_REQUIRED WORK_.
Your reply should be made up of every line in the records below that holds the string "boat".

_DATA TO PROCESS_.
....................
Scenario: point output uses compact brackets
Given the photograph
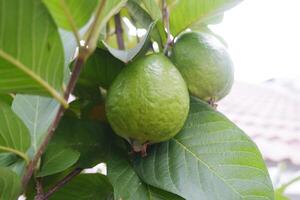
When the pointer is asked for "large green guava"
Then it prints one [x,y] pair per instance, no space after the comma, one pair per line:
[205,64]
[148,101]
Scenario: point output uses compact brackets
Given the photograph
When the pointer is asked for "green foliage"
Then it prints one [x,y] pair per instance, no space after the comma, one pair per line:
[5,98]
[37,114]
[209,148]
[56,160]
[89,138]
[100,70]
[31,53]
[195,11]
[122,174]
[14,136]
[128,55]
[63,11]
[86,187]
[10,184]
[42,41]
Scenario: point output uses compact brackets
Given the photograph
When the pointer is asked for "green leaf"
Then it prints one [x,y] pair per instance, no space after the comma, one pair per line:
[110,8]
[31,53]
[6,98]
[127,55]
[280,196]
[128,186]
[10,184]
[57,160]
[68,13]
[89,138]
[211,158]
[100,69]
[14,136]
[184,13]
[153,9]
[37,113]
[85,187]
[7,159]
[145,20]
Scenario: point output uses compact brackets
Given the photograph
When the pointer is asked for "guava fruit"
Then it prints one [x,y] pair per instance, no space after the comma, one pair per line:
[205,64]
[148,102]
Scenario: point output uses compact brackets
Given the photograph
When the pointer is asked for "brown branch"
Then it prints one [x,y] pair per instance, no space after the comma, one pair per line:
[119,31]
[166,19]
[62,182]
[84,52]
[75,74]
[39,190]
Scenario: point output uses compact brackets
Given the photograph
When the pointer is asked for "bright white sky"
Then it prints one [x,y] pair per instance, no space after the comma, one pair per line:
[263,38]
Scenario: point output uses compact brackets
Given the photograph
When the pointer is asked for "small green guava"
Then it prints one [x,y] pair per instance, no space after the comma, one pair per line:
[148,102]
[205,64]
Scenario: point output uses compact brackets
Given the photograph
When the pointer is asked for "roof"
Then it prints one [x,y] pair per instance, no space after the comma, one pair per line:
[270,114]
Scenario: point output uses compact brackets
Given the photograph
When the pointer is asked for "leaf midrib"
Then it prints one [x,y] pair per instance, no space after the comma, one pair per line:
[208,167]
[17,152]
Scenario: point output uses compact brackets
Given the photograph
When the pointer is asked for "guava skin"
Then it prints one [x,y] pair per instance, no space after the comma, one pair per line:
[148,102]
[205,64]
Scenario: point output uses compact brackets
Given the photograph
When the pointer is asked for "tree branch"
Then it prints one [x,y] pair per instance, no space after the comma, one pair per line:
[62,182]
[70,20]
[119,31]
[84,52]
[75,74]
[166,19]
[39,190]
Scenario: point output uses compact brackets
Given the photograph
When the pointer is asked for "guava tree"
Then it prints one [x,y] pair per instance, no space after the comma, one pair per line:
[133,84]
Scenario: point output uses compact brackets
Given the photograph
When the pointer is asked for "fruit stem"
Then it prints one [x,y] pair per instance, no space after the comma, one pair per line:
[166,19]
[119,31]
[212,103]
[62,182]
[84,52]
[138,147]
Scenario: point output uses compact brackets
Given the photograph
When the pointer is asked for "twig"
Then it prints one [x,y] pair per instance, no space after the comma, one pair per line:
[62,182]
[39,190]
[119,31]
[75,74]
[166,19]
[84,52]
[284,186]
[95,29]
[70,20]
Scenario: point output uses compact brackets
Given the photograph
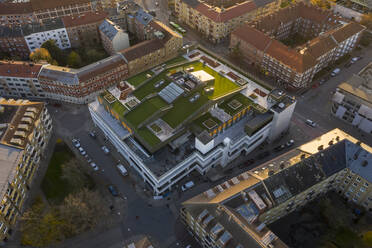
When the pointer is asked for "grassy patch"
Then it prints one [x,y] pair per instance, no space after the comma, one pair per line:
[145,110]
[149,87]
[54,186]
[245,101]
[139,78]
[182,109]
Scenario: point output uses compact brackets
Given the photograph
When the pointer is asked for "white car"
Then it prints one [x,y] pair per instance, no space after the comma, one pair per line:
[82,151]
[94,166]
[310,123]
[105,150]
[76,143]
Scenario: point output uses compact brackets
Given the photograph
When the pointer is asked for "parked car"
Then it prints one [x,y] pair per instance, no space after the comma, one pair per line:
[279,148]
[122,170]
[93,134]
[105,150]
[94,166]
[290,143]
[310,123]
[76,143]
[112,189]
[187,186]
[82,151]
[355,59]
[335,72]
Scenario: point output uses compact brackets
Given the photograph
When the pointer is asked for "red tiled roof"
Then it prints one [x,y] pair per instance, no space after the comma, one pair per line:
[50,4]
[83,19]
[15,8]
[19,69]
[225,15]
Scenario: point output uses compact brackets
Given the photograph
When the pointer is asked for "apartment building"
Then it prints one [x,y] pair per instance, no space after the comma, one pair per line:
[12,42]
[82,85]
[216,22]
[352,100]
[82,30]
[236,213]
[16,13]
[25,131]
[35,34]
[259,42]
[20,80]
[39,10]
[167,141]
[113,38]
[165,45]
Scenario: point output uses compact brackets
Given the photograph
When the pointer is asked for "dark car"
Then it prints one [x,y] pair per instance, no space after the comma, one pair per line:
[93,134]
[113,190]
[279,148]
[263,155]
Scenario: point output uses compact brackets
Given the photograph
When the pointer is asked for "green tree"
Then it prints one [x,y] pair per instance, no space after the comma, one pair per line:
[74,60]
[54,51]
[41,54]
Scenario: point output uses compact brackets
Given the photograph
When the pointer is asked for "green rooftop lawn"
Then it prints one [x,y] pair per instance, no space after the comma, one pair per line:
[145,110]
[245,101]
[149,87]
[182,109]
[118,107]
[139,78]
[222,85]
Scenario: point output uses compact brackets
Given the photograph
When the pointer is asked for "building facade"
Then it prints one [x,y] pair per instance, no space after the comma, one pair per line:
[352,101]
[216,22]
[199,149]
[24,138]
[258,42]
[82,30]
[20,80]
[84,84]
[113,38]
[236,213]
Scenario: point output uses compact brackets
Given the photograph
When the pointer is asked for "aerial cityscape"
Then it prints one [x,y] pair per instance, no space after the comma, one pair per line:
[186,123]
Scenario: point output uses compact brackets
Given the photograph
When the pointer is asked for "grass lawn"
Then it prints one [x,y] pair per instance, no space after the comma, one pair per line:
[222,85]
[139,78]
[53,185]
[149,87]
[245,101]
[145,110]
[176,60]
[182,109]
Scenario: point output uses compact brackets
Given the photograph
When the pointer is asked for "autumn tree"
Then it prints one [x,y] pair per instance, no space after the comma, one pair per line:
[41,54]
[74,60]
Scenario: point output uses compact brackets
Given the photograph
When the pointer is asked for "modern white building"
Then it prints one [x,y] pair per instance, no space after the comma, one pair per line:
[20,80]
[213,135]
[36,34]
[352,101]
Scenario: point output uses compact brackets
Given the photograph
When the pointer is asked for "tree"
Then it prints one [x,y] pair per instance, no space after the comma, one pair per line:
[41,54]
[367,20]
[54,51]
[74,60]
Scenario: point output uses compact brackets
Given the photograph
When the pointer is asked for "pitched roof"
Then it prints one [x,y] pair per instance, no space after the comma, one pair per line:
[141,49]
[19,69]
[83,19]
[50,4]
[222,15]
[15,8]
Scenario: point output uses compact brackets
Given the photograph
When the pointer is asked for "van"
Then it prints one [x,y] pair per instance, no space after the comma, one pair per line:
[335,72]
[187,185]
[122,170]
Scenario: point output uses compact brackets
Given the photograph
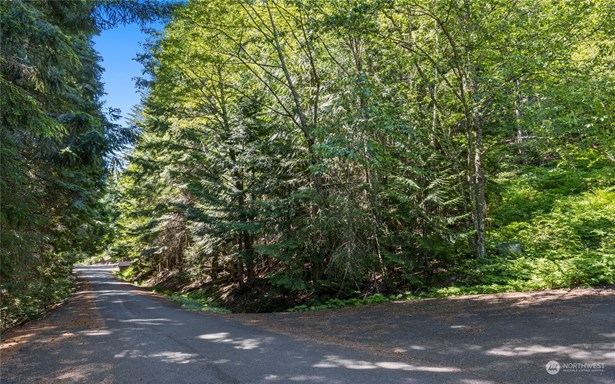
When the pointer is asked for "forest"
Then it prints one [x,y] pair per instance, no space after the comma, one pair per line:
[311,153]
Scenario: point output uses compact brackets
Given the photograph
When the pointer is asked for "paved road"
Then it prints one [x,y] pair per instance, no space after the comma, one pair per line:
[112,332]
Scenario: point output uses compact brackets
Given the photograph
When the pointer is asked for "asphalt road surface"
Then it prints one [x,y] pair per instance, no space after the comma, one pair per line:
[112,332]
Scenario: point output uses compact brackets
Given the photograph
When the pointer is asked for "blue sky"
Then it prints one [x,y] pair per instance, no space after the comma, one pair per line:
[118,48]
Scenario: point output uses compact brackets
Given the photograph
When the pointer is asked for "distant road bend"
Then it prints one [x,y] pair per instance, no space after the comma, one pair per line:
[113,332]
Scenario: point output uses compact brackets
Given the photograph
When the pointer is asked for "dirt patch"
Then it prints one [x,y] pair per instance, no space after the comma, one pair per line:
[389,328]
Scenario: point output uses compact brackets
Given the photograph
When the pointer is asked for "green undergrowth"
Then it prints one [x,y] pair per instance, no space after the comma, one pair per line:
[194,300]
[563,219]
[198,300]
[27,299]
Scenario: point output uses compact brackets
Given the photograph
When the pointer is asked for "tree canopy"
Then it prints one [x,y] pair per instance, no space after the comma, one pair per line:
[301,150]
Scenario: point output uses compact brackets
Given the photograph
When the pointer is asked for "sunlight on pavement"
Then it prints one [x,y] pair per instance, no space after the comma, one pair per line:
[333,361]
[165,357]
[247,344]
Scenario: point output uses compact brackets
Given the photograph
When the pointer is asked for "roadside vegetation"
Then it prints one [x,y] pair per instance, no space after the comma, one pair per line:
[304,155]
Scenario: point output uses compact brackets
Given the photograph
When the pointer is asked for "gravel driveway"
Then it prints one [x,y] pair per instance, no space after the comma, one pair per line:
[112,332]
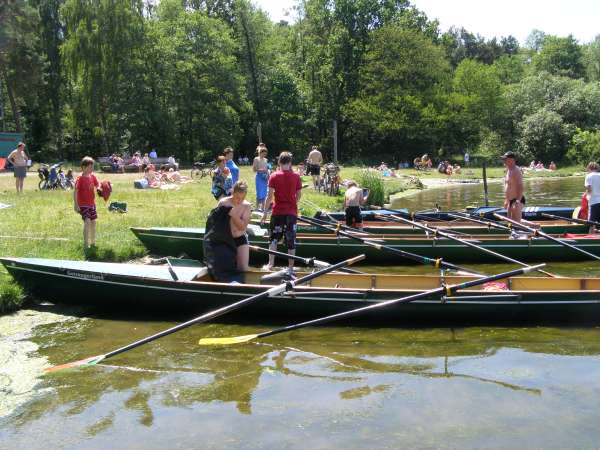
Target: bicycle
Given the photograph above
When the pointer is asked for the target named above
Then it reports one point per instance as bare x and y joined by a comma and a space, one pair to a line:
331, 179
201, 170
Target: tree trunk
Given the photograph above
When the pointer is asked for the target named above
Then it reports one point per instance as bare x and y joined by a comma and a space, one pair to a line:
13, 104
252, 66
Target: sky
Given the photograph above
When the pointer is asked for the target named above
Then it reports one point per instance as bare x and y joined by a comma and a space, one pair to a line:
496, 18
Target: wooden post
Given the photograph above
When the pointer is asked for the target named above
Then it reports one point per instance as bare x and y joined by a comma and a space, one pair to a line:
485, 194
335, 141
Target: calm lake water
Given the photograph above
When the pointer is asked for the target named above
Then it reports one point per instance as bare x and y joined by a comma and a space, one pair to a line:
331, 387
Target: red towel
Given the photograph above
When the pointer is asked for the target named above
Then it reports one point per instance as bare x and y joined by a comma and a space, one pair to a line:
106, 189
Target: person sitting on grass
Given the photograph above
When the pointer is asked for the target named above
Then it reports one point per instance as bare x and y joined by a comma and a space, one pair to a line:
151, 177
84, 202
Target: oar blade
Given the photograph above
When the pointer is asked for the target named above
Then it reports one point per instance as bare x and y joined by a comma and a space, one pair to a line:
75, 364
227, 340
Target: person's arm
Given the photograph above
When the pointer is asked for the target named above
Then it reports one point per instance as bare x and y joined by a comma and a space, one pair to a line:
75, 205
268, 202
298, 188
519, 182
240, 216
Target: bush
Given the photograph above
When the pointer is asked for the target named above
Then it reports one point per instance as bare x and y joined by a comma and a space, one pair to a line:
371, 179
11, 296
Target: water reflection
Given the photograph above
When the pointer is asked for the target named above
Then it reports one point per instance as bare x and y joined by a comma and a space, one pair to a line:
543, 191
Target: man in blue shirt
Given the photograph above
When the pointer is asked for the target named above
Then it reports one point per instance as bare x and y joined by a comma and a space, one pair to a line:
231, 165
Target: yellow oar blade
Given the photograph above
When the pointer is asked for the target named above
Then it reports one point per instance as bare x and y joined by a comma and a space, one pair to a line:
227, 341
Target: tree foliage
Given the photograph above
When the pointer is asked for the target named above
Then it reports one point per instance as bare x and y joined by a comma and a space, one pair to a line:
190, 77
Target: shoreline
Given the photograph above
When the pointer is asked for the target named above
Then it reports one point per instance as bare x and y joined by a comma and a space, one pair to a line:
436, 183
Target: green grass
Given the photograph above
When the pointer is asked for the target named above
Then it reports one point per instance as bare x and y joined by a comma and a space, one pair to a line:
43, 223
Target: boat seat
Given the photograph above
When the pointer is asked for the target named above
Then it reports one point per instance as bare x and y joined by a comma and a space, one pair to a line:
202, 275
278, 277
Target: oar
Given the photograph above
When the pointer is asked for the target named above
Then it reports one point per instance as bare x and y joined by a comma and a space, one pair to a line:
546, 236
275, 290
436, 231
574, 220
448, 290
437, 263
489, 224
310, 262
401, 214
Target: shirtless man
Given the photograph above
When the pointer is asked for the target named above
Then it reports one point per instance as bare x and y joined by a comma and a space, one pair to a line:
239, 219
513, 188
314, 166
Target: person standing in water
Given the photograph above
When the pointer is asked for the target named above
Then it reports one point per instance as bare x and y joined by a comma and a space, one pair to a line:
260, 166
592, 191
514, 200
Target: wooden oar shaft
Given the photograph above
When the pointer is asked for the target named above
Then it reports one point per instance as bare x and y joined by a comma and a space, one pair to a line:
479, 221
441, 290
572, 219
404, 254
467, 243
547, 236
275, 290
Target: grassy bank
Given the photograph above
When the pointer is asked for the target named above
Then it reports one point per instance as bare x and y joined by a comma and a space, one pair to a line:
43, 223
468, 173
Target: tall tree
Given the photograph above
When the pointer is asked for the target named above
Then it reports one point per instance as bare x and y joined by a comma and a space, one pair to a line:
560, 56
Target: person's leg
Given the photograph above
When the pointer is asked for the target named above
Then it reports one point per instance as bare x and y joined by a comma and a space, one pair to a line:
86, 233
275, 235
243, 257
92, 231
290, 238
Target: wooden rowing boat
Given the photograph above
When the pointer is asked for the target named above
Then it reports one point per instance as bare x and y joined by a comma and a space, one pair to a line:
188, 241
148, 286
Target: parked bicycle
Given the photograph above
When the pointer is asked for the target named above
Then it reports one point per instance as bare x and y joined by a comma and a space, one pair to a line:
331, 179
53, 177
201, 170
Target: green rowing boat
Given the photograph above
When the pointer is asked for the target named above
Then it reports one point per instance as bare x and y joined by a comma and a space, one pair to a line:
120, 285
188, 241
550, 227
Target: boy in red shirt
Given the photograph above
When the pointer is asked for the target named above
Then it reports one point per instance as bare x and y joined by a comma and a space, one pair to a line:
285, 188
84, 199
....................
_ANSWER FOR THE TASK_.
Target: boat seat
Target: wooden rowing boat
Target: green rowing boat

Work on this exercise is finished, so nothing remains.